→ TASK TO COMPLETE:
State how many lines of the records below contain the string "green", treating uppercase and lowercase letters as distinct, and give only that number.

[Collected data]
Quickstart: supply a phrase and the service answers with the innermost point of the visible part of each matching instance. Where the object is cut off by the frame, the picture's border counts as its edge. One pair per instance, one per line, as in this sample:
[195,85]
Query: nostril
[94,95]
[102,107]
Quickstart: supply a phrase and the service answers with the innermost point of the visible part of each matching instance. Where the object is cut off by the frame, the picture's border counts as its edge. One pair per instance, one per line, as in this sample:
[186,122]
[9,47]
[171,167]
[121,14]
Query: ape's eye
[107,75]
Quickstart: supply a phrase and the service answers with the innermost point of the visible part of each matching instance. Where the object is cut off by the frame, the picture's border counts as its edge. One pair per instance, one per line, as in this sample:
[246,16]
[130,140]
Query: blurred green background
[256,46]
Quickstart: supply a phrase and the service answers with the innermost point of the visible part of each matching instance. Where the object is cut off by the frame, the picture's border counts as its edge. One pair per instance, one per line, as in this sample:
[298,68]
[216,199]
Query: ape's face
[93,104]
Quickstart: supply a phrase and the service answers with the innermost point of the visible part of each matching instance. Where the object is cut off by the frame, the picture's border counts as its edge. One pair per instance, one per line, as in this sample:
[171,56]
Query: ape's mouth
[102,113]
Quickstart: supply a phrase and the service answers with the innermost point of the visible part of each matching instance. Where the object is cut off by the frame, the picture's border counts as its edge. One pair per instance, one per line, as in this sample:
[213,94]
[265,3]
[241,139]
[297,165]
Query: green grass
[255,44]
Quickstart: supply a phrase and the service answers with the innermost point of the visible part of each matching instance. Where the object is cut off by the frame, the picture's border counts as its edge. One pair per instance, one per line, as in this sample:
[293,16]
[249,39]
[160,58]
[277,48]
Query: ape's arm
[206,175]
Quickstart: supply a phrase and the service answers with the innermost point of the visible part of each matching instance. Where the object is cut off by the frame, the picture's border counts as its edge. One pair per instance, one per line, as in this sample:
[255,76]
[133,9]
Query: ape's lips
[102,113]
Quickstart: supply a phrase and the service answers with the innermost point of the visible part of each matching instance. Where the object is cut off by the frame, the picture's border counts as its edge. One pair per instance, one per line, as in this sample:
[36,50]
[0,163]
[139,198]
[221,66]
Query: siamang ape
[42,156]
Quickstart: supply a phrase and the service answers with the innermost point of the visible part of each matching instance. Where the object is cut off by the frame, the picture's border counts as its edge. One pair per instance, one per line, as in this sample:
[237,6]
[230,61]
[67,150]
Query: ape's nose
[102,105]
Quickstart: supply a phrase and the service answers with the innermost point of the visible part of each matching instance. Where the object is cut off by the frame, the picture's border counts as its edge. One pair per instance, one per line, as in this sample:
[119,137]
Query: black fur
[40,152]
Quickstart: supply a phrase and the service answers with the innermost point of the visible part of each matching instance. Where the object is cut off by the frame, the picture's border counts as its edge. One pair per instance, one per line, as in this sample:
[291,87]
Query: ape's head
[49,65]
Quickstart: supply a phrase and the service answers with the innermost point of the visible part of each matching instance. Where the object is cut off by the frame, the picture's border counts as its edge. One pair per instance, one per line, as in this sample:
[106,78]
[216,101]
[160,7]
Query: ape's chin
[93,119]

→ SOLUTION TO THE PROBLEM:
2